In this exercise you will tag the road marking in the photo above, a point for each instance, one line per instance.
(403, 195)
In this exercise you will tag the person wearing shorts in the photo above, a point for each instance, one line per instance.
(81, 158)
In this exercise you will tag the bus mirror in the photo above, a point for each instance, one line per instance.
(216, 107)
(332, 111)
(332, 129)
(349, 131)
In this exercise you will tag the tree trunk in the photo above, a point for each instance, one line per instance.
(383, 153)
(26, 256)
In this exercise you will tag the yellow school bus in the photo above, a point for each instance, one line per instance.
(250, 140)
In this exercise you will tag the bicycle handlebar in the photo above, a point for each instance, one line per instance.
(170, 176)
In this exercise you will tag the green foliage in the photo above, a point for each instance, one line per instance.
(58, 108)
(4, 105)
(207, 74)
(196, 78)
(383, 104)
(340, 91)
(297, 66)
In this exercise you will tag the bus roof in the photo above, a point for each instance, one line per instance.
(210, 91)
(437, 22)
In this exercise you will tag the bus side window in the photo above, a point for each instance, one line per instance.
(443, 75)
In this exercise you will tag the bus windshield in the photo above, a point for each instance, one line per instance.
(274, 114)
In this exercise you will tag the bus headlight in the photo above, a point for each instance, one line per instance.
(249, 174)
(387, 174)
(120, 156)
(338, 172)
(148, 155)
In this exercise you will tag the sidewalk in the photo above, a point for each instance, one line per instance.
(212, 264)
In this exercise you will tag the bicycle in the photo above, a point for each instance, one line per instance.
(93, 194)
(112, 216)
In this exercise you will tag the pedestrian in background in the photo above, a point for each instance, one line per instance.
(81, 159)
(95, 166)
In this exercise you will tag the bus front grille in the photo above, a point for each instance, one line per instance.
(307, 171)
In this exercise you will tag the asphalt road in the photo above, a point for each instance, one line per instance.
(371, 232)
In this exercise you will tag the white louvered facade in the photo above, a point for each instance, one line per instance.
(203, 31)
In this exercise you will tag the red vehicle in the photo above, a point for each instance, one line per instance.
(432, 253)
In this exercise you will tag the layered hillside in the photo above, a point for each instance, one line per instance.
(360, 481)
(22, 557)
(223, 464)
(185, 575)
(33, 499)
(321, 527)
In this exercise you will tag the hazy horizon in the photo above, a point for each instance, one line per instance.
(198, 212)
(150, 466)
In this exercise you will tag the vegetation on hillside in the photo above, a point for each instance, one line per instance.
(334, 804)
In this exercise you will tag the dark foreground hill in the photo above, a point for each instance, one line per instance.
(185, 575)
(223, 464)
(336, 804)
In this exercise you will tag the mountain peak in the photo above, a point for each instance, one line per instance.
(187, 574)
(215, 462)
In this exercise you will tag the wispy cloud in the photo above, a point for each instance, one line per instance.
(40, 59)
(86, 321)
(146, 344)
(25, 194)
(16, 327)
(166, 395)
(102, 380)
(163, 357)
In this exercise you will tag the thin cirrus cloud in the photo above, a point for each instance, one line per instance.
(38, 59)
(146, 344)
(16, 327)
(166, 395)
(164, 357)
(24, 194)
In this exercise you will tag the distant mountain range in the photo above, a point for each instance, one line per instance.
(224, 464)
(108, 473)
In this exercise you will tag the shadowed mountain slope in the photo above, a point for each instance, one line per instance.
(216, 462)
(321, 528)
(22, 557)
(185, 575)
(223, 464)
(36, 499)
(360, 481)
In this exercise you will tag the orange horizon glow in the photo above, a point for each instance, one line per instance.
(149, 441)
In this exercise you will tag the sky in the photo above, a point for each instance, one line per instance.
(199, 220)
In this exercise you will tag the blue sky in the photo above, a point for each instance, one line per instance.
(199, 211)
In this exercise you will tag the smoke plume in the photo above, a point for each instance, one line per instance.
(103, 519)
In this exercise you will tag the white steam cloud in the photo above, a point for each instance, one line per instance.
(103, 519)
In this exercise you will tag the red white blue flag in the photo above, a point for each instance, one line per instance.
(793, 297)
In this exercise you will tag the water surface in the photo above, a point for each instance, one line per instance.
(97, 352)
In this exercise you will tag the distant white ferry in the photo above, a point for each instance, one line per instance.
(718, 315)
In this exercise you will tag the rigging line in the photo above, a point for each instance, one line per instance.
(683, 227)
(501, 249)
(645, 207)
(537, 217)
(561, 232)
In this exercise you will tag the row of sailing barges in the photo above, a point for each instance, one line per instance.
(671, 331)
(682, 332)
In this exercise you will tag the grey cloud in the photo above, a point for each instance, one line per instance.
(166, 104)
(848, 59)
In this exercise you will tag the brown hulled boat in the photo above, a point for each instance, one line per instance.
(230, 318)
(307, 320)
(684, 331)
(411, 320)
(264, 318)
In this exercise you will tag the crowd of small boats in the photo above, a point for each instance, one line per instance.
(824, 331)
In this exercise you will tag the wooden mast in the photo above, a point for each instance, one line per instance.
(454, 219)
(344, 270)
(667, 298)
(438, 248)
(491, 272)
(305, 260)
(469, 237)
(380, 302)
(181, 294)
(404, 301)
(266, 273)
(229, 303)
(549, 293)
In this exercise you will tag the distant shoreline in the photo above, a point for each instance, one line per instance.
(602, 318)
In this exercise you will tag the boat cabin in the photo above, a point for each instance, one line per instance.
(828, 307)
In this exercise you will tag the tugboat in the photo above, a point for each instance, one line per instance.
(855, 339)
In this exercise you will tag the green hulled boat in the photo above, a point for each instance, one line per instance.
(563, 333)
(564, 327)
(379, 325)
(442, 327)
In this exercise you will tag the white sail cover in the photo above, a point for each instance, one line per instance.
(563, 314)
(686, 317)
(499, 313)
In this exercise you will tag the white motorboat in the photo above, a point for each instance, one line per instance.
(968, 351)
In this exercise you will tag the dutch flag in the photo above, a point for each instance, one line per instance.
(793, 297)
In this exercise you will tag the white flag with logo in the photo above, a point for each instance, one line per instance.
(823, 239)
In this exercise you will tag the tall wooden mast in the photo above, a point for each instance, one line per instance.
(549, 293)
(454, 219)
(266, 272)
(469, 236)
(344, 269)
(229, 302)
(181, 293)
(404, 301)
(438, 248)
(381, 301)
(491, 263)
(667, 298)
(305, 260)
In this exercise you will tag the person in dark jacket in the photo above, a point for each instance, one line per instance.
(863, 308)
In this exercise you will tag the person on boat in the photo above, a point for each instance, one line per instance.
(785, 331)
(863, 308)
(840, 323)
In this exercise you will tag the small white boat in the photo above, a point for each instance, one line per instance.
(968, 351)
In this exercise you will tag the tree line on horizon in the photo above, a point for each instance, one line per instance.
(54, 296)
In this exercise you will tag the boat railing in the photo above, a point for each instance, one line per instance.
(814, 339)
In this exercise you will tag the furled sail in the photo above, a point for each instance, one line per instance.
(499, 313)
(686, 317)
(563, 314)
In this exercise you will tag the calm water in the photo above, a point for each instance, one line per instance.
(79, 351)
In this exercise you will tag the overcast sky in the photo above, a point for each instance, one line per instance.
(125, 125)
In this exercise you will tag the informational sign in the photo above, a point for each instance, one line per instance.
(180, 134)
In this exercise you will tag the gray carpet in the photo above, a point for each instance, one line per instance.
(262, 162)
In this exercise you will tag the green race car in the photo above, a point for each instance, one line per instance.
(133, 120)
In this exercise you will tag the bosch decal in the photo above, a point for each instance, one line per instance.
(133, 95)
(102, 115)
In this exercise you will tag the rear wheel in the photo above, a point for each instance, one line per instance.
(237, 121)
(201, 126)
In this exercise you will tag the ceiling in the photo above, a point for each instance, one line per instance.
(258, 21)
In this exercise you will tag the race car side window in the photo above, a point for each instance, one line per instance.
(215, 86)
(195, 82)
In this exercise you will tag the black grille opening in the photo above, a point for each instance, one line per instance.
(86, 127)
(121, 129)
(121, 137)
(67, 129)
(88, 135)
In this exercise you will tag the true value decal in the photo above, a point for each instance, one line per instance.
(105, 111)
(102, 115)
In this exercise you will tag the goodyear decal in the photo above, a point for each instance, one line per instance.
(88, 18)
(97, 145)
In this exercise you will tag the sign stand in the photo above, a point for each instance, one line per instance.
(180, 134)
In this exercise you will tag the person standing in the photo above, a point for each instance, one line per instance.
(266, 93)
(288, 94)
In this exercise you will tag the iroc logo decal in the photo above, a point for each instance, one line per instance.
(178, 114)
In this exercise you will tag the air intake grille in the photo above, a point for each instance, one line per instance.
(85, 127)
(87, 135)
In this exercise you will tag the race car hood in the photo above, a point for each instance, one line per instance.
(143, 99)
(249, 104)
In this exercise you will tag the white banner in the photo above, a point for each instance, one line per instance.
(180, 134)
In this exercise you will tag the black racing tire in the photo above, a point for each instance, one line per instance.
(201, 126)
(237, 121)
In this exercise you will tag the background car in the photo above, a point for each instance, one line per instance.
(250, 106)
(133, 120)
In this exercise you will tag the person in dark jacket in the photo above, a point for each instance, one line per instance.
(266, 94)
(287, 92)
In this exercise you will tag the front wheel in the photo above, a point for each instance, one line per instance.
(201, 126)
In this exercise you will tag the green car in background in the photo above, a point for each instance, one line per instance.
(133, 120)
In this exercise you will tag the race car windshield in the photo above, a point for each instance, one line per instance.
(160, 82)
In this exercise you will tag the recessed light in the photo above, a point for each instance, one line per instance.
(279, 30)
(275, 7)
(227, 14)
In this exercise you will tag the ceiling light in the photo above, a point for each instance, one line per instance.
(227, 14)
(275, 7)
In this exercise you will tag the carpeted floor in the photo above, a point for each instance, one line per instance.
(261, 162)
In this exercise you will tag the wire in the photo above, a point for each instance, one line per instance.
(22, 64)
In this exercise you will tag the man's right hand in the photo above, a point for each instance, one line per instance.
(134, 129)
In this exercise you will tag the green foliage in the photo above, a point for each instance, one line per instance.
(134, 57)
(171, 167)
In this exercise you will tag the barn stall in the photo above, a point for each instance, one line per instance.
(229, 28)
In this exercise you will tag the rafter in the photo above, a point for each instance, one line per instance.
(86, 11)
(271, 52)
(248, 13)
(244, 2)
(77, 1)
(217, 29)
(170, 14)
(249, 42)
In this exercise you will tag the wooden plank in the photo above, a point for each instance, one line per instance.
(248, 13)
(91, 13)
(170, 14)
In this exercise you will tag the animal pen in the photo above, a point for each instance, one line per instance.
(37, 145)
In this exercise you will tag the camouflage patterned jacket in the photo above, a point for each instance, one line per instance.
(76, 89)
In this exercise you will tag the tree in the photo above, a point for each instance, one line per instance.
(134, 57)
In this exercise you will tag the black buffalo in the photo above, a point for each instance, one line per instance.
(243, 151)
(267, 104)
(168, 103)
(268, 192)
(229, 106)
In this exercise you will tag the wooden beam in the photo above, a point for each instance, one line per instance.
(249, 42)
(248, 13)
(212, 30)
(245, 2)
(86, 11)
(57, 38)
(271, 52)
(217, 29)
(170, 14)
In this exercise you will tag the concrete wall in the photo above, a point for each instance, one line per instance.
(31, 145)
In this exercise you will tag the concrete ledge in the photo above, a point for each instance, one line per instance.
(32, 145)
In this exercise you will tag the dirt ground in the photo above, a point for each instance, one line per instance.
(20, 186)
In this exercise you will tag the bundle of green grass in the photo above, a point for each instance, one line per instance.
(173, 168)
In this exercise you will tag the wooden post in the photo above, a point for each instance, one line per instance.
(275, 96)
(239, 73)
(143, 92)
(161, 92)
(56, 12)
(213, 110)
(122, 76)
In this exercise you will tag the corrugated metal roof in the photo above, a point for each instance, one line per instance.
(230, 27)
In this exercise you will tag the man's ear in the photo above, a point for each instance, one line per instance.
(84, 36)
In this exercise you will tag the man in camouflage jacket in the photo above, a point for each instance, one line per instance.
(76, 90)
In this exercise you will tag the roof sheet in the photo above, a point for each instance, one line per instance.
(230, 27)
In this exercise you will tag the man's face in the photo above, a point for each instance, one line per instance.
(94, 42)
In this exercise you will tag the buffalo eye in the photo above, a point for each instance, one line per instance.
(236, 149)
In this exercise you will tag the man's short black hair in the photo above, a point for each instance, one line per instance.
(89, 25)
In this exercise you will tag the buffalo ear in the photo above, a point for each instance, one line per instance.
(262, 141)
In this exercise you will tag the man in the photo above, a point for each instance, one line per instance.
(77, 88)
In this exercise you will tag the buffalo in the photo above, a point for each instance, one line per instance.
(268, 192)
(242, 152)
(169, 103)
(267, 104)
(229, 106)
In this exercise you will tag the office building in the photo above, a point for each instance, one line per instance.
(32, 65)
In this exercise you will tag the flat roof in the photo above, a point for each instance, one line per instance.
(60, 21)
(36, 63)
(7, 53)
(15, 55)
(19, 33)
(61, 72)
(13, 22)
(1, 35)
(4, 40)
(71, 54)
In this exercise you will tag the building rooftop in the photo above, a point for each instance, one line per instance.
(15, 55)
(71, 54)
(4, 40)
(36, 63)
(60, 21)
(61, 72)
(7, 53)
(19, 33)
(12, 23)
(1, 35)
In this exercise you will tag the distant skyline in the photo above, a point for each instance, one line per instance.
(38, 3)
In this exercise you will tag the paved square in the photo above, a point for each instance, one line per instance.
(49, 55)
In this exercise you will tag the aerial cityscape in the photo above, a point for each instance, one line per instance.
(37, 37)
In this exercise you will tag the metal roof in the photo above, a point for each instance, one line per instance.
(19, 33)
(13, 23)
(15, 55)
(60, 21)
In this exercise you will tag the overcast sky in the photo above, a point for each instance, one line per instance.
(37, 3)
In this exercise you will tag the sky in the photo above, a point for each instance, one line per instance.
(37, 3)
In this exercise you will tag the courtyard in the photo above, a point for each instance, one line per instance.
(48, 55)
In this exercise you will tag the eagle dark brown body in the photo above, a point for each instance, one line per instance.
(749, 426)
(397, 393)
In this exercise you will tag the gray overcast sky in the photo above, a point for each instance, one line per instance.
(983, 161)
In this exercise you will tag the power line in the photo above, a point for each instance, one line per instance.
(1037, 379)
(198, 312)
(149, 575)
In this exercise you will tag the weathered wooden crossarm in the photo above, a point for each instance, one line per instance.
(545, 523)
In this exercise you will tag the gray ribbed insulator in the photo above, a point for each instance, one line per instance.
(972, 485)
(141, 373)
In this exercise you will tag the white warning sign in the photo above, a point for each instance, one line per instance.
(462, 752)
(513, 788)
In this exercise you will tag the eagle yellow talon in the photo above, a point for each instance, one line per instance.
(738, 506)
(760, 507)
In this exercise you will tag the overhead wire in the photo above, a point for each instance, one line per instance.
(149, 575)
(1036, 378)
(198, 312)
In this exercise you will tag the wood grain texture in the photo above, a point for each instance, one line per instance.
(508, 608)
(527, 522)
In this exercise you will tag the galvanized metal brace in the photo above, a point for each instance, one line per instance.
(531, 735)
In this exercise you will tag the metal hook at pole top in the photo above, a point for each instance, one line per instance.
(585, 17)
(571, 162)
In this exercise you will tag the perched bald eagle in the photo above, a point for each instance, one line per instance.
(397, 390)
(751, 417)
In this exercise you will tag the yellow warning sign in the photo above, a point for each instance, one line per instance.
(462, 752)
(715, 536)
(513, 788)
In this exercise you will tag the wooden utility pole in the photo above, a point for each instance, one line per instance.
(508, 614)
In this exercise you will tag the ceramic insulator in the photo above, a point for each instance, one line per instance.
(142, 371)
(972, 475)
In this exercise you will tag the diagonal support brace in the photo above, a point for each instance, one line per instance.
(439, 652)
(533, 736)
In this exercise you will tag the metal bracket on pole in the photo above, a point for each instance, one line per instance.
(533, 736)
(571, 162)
....
▶ [EXERCISE DETAILS]
Print nothing but the lines from the line with "In this exercise you will tag the wooden utility" to the last line of the records above. Both of those lines count.

▶ [EXPECTED ANSWER]
In this exercise you will tag the wooden utility pole in the photo above, a point for each instance, one line per instance.
(508, 614)
In this exercise you will tag the ceramic insulator in the photo above, a point for each instance, one line per instance.
(142, 371)
(972, 475)
In this exercise you will tag the diagonal support brace in the photo above, a point for each instance, one line per instance.
(439, 652)
(533, 736)
In this exercise you will tag the metal bracket on pole in the photo above, a point for each instance, one line per instance.
(533, 736)
(571, 162)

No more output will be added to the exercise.